● TEXT PROVIDED
Local decision making to be mark of new health system

While recognizing that true, thorough community engagement is often an almost impossible task, the CEO of Champlain LHIN sees the preliminary stages of LHIN planning as a central feature to a more integrated health care system.

“People can be too busy to take part in meetings or stakeholders are coming from a lobbying mentality, but despite this, we are committed to it. It’s an important strategy and it takes a lot of hard work. We’re spending a lot of time on the road as we “plan the plan” of the LHIN,” says Robert Cushman.

Despite being in preliminary stages of the establishment of the LHIN, and awaiting formal legislation Champlain LHIN board members have met with or contacted 210 transfer payment agencies.

“Even though it is just meet and greet at this point,” says Cushman, “these agencies are significant and represent the community in this LHIN. Making these meetings happen are one of the challenges of integration and understanding how we will work together.”

Champlain LHIN, which stretches from small towns like Barry’s Bay in the West, through Canada’s capital, and to Quebec border straddling Hawkesbury in the East, is equal parts rural, suburban, and urban.

Many of the smaller health care providers in the Champlain LHIN, which includes Ottawa, are concerned that the LHIN system will become Ottawa-centric, says Cushman.

“Like the once Toronto-centric system, there is a fear that it will be recreated here. People in Renfrew County don’t want to be reliant on Ottawa. These are some of our start up issues. Because all of the LHINs comprise large geographic areas there will be subdivisions within each that have specific needs,” he says.

Cushman, a primary care physician and Medical Officer of Health for City of Ottawa for the last nine years, sees donning the perspective of individual health care users as a way to best understand the current system’s inefficiencies.

“You learn best by putting on the shoes of patients. This is where I learn most. I recently had an ambulatory situation with a family member. The people on the frontline do great work, it’s just the connections between points A, B, and C are often inconsistent. The providers are doing their best, but they are frustrated too.”

Another flaw in the old system which the LHIN is designed to address are the funding “silos,” which Cushman is quick to point out as evidence of the ongoing evolution of the health care system.

“Now we are finding that we need new funding streams to adequately reflect our new reality. It’s now local – we have to make the hard decisions there. For those of us in the latter 1/3 of our careers this is our last chance to integrate the system. There is some skepticism, even some cynicism, but most of us are positive about it. And we’re the ones who are going to be needing it in a few years anyway,” he says, laughing.

● EXTRACTED MATERIAL
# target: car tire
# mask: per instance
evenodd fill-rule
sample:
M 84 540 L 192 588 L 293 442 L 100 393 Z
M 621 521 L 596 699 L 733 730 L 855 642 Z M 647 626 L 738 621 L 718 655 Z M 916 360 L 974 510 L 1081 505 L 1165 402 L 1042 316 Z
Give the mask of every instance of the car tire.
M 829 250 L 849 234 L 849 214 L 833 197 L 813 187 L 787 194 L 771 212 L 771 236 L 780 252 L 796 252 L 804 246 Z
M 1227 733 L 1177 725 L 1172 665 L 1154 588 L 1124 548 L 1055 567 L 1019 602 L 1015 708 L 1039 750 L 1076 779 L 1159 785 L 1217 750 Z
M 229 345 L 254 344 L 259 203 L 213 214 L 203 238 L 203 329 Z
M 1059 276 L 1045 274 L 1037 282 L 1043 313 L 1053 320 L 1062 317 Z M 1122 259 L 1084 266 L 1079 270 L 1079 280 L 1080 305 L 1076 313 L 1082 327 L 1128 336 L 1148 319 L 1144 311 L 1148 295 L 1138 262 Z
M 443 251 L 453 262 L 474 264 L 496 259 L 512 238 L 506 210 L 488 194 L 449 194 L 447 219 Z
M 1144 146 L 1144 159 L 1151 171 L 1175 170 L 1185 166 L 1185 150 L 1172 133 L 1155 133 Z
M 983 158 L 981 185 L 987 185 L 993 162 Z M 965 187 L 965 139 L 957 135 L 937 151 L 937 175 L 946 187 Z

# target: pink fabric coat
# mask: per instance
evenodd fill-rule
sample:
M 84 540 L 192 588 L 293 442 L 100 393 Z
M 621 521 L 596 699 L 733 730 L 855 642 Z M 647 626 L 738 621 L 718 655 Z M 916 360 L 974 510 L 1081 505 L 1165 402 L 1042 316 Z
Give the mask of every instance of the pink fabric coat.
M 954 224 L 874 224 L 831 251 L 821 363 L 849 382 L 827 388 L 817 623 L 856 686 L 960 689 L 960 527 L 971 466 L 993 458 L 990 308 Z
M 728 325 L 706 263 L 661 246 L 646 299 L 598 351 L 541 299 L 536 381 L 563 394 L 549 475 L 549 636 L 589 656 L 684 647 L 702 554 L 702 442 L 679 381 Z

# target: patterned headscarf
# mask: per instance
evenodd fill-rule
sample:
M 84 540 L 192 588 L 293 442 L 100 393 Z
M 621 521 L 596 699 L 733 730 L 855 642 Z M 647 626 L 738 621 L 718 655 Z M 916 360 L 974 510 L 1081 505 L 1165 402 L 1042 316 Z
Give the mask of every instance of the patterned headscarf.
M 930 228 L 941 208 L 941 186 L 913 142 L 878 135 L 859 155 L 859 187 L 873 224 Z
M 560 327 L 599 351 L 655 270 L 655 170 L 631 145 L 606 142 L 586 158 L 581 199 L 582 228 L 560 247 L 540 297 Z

● EXERCISE OBJECTIVE
Reproduce the passage of the article on Champlain LHIN starting with "Cushman, a primary" and going on through "the current system’s inefficiencies.". The rows come from a separate source, unrelated to the article on Champlain LHIN.

● OUTPUT
Cushman, a primary care physician and Medical Officer of Health for City of Ottawa for the last nine years, sees donning the perspective of individual health care users as a way to best understand the current system’s inefficiencies.